_Text excerpt_.
start

On Tue, Jan 18, 2022 at 9:36 AM Douglas Foster <
dougfoster.emailstanda...@gmail.com> wrote:

> I entirely agree that the DMARC result is different from the
> wanted/unwanted result.   If my opening failed to convey that, it was not
> intentional.   My real point was that DMARC is, or should be, for the
> benefit of the evaluator.
>
> Specifically, I have trouble with the language about "Domain owners enable
> verification...", because it implies that DMARC is controlled by, and
> consequently for the benefit of, the domain owner.
>

RFC 7489 and DMARCbis both say that if a policy record is not discovered,
then "Mail Receivers SHOULD NOT apply the DMARC mechanism to the message."
The domain owner is always subject to the rules and policies of the mail
receiver, regardless of whether or not a DMARC policy is published, but a
domain owner does have the ability to exert some control over whether or
not the DMARC mechanism is applied to any message using its domain. The
domain owner has no control over how the results of that DMARC mechanism
application are used, but it does have the ability to express an opinion or
preference on what should be done if the message fails a DMARC mechanism
check.

>
> The evaluator does not need the domain owner's permission to use publicly
> available information to assess whether a particular message is or is not
> accurately identified.   After doing so, the evaluator does not need the
> domain owner's permission (in the form of p=reject) to block messages which
> he determines to use malicious impersonation.
>

This is true, but any mail receiver applying a DMARC mechanism to a message
for which no DMARC policy exists isn't really following the DMARC protocol.

>
> Domain owner control, if it was ever there, has been demolished by the
> tree walk.  Every message will have a DMARC policy applied.  This new
> workload may have some performance impact on evaluators, so it deserves a
> passing mention.

end

Box-labeled dataset extracts
start

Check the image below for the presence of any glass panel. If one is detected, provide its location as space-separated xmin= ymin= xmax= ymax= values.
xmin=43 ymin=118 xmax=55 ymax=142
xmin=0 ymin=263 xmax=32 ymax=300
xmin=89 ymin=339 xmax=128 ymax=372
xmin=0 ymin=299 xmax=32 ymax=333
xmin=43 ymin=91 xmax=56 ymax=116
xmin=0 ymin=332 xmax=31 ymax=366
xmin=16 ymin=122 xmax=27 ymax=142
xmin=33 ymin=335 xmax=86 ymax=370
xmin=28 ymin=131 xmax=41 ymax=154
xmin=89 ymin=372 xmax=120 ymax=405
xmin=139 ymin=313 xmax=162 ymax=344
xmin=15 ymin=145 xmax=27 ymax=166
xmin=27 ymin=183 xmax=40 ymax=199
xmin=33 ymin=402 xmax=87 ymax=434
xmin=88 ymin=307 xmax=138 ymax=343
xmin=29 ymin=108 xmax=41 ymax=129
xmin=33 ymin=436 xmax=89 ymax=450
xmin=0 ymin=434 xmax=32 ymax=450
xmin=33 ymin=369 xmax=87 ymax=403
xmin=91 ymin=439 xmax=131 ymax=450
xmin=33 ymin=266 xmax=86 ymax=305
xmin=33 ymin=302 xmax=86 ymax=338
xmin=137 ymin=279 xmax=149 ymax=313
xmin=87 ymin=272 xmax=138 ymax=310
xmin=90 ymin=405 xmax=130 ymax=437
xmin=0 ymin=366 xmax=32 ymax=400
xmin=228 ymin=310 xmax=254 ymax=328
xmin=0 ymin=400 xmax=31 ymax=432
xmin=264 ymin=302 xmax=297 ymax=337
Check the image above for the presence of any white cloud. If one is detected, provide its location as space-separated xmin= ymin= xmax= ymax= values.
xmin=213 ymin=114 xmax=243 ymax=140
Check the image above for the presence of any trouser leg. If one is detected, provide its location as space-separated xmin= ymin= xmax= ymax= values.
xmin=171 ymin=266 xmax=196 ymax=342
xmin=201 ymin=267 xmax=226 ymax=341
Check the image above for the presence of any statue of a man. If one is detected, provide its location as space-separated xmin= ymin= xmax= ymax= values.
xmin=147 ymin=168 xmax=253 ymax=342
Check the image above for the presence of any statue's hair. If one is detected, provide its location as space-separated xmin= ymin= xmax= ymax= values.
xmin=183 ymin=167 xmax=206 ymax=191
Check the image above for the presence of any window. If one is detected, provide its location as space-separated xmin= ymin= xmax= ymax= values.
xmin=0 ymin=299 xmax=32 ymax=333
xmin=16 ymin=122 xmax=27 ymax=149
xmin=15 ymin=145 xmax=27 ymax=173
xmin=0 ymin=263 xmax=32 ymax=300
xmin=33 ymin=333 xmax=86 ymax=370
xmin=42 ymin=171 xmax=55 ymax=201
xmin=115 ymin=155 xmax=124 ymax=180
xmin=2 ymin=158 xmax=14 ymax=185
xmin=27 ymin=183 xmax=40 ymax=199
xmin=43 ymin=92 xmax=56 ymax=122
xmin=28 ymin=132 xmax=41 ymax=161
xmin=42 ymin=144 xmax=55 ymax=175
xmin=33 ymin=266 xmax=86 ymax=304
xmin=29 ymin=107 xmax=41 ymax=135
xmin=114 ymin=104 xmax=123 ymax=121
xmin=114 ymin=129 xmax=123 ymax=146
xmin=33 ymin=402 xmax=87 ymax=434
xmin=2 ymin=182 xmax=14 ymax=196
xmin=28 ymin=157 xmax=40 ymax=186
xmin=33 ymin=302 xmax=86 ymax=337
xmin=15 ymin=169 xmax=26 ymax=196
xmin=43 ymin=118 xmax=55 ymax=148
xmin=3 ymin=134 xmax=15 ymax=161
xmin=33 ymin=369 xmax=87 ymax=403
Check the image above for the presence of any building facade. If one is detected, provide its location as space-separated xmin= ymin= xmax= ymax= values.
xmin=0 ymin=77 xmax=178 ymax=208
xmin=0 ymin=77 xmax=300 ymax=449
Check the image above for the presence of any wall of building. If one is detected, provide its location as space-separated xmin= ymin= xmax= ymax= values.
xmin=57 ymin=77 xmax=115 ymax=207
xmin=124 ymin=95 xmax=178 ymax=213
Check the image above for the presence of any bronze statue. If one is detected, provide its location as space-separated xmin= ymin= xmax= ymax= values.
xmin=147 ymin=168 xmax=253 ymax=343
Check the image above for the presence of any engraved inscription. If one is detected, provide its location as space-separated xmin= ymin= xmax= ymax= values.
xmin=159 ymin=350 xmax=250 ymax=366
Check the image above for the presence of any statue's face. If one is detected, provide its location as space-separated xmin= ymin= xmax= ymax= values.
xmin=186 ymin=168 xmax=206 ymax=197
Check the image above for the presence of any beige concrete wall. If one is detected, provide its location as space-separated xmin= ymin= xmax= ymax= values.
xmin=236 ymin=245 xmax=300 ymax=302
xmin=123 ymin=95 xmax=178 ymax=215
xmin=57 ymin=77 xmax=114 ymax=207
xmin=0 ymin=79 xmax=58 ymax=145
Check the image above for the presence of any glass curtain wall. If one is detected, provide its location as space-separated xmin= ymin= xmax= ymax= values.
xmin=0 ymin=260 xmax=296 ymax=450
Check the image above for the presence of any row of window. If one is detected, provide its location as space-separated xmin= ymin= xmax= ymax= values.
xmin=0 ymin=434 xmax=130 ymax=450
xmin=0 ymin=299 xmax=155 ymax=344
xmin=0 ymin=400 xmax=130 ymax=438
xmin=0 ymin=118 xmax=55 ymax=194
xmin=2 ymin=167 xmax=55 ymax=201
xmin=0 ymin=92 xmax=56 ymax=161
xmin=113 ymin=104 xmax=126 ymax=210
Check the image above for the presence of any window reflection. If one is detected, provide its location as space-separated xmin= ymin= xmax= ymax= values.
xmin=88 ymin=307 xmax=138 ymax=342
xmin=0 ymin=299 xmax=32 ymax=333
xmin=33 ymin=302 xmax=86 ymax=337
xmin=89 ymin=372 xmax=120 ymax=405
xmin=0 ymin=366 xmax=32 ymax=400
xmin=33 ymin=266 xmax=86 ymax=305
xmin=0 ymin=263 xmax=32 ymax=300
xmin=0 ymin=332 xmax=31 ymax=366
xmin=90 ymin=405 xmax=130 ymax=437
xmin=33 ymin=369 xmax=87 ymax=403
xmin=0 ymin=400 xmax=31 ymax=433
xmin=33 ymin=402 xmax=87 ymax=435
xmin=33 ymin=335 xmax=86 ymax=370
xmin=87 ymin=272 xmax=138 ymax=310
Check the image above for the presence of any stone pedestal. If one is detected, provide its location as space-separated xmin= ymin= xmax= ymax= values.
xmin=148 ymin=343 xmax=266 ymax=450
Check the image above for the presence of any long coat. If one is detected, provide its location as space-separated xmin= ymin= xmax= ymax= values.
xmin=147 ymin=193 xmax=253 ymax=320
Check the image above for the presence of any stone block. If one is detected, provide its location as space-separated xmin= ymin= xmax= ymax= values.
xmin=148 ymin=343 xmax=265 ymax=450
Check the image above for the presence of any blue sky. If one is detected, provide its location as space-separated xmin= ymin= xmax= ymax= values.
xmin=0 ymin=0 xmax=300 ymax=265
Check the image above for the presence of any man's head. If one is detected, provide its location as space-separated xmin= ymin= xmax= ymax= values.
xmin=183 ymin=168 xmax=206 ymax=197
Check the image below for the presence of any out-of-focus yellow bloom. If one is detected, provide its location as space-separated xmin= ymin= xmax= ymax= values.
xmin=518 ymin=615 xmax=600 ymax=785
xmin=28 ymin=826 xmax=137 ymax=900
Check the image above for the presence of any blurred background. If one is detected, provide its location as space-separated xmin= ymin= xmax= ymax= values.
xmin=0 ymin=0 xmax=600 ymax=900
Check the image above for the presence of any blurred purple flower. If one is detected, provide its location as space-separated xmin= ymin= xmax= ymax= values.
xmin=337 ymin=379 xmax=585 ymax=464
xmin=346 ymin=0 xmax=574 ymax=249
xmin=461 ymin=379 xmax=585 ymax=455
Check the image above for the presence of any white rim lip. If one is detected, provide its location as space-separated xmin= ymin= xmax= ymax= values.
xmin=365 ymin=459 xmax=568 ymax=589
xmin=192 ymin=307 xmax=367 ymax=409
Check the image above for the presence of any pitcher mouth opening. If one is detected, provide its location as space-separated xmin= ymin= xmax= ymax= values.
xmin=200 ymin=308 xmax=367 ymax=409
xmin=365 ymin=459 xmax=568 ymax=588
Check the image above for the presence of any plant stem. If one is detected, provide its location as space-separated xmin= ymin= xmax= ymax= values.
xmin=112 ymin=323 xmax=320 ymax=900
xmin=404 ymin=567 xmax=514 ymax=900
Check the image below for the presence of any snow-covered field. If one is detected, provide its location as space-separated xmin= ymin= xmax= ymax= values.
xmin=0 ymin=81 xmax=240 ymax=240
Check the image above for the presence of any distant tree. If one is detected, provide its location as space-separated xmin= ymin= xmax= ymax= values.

end

_What is expected_. Please list every sentence of the final quoted paragraph in the DMARC mailing-list message, the one that mentions the tree walk, one sentence per line.

_Finished task_.
Domain owner control, if it was ever there, has been demolished by the tree walk.
Every message will have a DMARC policy applied.
This new workload may have some performance impact on evaluators, so it deserves a passing mention.